この両利きの経営を行える理由は何でしょうか?私は技術や研究開発を促進する組織体制にあると考えています。

例えば、AGCは「技術ソムリエ」というベテラン技術者を配置し、様々なミーティングに参加して技術の組み合わせや新しいプロジェクトのアイデアを提供しています。顧客や研究者の悩みをヒアリングし、技術の組み合わせの発想や他の部署の技術を伝え、技術と技術(研究と研究)の橋渡し的な役割の人物がイノベーションを促進します。

さらに、大学や顧客などとの外部機関とのオープンイノベーションも特徴です。
例えば東京大学、東京工業大学、名古屋大学などと大型連携を進め、組織対組織の協力体制を構築しています。あるいは、NTTドコモと強力し、5Gや6Gなどの次世代通信規格に対応した、既存の窓ガラスの室内側から取り付けることができるアンテナを開発しました。
+-------+
→ **記述課題**:
上にあるAGCの組織体制についての抜粋を、一字も変えずに全文書き写してください。

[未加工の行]
+-------+
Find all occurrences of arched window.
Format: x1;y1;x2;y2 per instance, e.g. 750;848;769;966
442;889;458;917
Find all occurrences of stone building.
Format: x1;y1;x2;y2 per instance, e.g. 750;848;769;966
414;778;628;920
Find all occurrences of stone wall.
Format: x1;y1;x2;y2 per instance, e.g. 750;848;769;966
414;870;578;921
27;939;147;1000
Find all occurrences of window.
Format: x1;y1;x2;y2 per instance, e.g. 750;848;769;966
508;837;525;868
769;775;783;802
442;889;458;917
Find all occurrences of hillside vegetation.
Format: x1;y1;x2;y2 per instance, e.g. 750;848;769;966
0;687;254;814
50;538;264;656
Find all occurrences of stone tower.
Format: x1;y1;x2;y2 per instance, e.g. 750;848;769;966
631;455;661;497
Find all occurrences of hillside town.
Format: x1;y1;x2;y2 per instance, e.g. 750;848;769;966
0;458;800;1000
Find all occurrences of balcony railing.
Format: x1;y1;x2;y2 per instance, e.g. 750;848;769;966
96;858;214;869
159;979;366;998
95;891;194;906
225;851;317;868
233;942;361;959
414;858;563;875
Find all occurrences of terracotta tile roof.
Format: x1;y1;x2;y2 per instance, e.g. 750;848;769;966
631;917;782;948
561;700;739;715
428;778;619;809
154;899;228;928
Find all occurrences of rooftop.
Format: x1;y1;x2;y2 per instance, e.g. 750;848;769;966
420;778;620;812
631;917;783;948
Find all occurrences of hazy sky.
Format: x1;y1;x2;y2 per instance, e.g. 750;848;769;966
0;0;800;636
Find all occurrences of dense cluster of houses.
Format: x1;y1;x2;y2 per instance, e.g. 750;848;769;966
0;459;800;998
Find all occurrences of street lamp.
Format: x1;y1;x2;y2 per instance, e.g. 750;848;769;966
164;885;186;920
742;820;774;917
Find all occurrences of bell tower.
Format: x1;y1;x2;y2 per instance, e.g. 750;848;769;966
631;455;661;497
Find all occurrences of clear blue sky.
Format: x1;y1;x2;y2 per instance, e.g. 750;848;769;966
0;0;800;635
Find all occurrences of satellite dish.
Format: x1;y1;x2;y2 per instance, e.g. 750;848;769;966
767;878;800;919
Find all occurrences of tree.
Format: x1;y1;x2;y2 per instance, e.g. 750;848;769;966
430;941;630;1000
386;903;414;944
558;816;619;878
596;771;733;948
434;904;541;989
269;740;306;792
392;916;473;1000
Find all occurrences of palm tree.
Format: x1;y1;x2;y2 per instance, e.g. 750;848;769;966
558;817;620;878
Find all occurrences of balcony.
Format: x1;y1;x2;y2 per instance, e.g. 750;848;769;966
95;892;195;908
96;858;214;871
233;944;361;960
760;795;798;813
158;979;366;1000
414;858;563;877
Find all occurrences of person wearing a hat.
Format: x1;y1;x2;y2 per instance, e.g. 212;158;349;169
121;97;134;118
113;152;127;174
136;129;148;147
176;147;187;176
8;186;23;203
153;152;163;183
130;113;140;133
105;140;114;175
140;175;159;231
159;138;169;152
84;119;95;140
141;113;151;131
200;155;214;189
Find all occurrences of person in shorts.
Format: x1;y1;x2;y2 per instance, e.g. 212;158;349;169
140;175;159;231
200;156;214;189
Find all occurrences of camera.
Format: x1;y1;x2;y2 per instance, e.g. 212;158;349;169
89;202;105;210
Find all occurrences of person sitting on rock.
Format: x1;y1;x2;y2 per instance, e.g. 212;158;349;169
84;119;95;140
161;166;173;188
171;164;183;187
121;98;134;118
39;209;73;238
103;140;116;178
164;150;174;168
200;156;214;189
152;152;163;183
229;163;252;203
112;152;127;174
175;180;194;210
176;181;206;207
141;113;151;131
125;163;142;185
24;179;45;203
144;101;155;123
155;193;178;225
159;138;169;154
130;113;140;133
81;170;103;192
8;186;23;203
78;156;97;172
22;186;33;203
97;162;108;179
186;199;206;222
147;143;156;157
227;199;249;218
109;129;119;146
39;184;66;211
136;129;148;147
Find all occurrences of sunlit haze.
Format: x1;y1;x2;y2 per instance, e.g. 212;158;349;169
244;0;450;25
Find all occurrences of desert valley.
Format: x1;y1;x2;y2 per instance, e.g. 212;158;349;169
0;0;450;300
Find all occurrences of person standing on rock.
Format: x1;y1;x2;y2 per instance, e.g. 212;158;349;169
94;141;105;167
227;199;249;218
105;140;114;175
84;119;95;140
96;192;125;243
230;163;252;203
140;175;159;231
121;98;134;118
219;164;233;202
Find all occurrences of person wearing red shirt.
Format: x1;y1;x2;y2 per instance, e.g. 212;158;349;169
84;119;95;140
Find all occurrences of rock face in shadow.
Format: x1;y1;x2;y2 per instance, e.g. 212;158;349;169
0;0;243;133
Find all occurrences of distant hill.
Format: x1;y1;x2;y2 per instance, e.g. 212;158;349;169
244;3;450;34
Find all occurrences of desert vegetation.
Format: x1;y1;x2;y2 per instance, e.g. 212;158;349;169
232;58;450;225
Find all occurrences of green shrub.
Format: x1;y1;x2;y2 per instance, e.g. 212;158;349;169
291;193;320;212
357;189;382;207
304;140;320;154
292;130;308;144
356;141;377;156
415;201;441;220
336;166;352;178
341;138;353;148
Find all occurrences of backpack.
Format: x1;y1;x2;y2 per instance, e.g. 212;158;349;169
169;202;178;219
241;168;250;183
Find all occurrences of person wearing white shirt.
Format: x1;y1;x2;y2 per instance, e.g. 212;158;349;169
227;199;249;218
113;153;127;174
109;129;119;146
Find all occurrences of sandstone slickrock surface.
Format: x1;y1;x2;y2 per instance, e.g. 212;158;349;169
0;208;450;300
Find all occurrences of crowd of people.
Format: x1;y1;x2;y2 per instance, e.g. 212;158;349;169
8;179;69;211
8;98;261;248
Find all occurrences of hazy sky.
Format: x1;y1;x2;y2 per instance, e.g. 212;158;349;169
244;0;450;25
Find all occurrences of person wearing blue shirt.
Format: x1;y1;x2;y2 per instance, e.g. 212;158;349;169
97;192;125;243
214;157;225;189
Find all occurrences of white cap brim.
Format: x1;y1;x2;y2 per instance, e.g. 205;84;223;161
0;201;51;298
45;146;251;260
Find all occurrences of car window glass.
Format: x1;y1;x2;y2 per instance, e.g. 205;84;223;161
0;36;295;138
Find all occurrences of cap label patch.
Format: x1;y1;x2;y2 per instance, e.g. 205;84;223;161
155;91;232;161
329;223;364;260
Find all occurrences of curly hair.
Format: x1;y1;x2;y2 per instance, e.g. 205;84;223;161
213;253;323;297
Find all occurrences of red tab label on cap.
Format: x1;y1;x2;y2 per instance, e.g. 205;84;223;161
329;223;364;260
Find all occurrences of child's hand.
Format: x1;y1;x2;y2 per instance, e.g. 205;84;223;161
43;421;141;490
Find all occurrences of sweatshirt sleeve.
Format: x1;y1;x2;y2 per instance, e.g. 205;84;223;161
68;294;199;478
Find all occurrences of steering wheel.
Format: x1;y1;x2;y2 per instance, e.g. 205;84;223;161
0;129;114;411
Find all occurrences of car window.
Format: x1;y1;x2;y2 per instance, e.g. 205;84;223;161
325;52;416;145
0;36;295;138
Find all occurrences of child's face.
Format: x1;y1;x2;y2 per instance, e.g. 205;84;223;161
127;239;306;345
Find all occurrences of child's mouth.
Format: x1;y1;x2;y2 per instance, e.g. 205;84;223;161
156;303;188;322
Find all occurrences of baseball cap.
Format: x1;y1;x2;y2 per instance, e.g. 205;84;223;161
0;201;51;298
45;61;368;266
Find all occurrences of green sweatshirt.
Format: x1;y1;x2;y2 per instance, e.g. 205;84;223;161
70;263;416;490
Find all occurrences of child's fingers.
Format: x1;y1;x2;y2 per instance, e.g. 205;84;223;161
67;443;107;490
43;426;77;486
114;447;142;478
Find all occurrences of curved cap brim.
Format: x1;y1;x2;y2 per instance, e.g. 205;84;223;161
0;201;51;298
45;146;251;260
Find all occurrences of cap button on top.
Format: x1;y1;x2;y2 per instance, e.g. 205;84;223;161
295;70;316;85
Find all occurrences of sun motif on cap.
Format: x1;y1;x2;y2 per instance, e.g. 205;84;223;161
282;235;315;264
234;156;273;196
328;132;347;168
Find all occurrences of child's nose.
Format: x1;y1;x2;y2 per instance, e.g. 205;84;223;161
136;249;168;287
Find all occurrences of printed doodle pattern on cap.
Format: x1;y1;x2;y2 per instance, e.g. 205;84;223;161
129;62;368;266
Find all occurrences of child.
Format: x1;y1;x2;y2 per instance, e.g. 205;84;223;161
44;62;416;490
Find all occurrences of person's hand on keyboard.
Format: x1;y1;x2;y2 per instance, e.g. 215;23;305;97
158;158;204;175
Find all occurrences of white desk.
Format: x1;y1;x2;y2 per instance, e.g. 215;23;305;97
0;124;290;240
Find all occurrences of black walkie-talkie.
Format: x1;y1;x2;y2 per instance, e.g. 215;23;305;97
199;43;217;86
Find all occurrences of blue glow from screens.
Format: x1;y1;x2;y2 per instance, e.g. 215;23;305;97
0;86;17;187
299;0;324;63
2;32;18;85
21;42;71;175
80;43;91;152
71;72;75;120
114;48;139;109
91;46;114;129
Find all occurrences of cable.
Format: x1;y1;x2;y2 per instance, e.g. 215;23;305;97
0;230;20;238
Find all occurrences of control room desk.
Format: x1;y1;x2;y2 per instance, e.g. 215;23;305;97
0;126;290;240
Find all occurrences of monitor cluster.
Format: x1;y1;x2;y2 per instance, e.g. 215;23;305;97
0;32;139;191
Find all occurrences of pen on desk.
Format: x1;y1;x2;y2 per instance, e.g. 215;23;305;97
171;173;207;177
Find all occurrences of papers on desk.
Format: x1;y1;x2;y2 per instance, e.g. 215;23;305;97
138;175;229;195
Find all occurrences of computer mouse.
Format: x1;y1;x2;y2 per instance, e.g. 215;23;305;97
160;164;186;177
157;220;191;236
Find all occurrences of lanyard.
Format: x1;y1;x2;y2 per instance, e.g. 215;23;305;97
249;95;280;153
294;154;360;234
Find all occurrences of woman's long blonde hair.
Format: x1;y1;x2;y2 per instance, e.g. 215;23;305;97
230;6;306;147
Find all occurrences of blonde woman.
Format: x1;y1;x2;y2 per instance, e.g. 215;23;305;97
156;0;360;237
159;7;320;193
+-------+
→ **想定解答**:
この両利きの経営を行える理由は何でしょうか?私は技術や研究開発を促進する組織体制にあると考えています。

例えば、AGCは「技術ソムリエ」というベテラン技術者を配置し、様々なミーティングに参加して技術の組み合わせや新しいプロジェクトのアイデアを提供しています。顧客や研究者の悩みをヒアリングし、技術の組み合わせの発想や他の部署の技術を伝え、技術と技術(研究と研究)の橋渡し的な役割の人物がイノベーションを促進します。

さらに、大学や顧客などとの外部機関とのオープンイノベーションも特徴です。
例えば東京大学、東京工業大学、名古屋大学などと大型連携を進め、組織対組織の協力体制を構築しています。あるいは、NTTドコモと強力し、5Gや6Gなどの次世代通信規格に対応した、既存の窓ガラスの室内側から取り付けることができるアンテナを開発しました。